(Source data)
+++
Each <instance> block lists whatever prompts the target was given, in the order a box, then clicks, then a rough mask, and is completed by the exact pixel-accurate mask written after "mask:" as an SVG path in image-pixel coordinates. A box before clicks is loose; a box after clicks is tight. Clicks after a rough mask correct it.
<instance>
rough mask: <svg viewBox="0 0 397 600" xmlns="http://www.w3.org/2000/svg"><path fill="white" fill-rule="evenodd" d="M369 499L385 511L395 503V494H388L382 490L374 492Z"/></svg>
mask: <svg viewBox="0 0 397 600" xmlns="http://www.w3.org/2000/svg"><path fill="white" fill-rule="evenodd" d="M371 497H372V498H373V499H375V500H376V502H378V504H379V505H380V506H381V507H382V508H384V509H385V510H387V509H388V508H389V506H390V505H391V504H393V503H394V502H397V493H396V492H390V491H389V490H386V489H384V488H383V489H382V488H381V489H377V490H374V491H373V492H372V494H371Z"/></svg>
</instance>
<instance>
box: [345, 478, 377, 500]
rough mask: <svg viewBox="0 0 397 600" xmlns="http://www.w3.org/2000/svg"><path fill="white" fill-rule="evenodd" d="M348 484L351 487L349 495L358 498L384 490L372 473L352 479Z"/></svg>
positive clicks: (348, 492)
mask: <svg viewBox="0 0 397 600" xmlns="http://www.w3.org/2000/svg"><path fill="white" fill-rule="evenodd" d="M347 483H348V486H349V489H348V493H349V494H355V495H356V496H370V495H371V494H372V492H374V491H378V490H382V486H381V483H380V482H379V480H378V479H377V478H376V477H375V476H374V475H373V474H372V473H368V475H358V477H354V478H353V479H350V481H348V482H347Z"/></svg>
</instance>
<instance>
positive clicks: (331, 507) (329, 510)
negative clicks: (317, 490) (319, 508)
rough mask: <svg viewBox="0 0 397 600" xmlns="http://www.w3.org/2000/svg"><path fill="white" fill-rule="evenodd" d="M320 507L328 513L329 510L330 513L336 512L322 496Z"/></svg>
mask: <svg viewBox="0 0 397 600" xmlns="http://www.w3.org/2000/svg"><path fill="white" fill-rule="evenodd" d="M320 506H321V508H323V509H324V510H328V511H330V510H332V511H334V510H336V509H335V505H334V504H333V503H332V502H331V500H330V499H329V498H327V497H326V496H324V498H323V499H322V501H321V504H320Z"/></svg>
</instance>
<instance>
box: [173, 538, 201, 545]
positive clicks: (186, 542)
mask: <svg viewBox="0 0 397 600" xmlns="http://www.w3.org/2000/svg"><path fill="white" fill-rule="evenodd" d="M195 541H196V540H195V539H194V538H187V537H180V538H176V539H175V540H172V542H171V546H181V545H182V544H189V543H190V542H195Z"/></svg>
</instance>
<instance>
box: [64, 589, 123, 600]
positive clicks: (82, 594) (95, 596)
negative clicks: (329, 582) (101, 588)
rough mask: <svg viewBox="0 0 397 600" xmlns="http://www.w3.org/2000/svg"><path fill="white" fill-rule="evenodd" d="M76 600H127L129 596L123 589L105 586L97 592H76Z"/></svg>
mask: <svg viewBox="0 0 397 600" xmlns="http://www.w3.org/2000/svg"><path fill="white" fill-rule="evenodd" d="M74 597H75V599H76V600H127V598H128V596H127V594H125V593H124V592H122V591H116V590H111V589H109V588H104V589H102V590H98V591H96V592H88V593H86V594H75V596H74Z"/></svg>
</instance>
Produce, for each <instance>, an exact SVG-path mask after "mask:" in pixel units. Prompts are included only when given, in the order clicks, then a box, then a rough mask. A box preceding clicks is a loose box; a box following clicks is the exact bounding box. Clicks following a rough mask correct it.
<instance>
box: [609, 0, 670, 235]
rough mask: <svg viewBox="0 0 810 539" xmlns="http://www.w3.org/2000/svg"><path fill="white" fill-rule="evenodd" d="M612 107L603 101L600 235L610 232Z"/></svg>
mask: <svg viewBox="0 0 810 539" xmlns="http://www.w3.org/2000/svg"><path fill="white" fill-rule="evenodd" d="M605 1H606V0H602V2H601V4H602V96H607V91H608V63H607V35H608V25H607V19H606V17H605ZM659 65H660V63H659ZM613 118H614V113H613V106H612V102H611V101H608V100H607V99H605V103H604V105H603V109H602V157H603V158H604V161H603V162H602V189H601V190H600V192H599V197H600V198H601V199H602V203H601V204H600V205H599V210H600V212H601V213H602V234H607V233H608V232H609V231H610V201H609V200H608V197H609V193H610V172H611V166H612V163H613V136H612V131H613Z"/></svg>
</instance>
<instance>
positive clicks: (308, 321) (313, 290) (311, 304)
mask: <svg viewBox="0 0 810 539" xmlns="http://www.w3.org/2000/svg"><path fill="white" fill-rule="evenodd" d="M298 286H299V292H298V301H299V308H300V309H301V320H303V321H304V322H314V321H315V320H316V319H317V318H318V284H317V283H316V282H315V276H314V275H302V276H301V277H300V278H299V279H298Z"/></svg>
+++
§ **Task to carry out**: Filter the data above by the word "negative" and copy every line that matches.

§ **Exercise result**:
negative clicks: (317, 490) (319, 508)
negative clicks: (329, 582) (101, 588)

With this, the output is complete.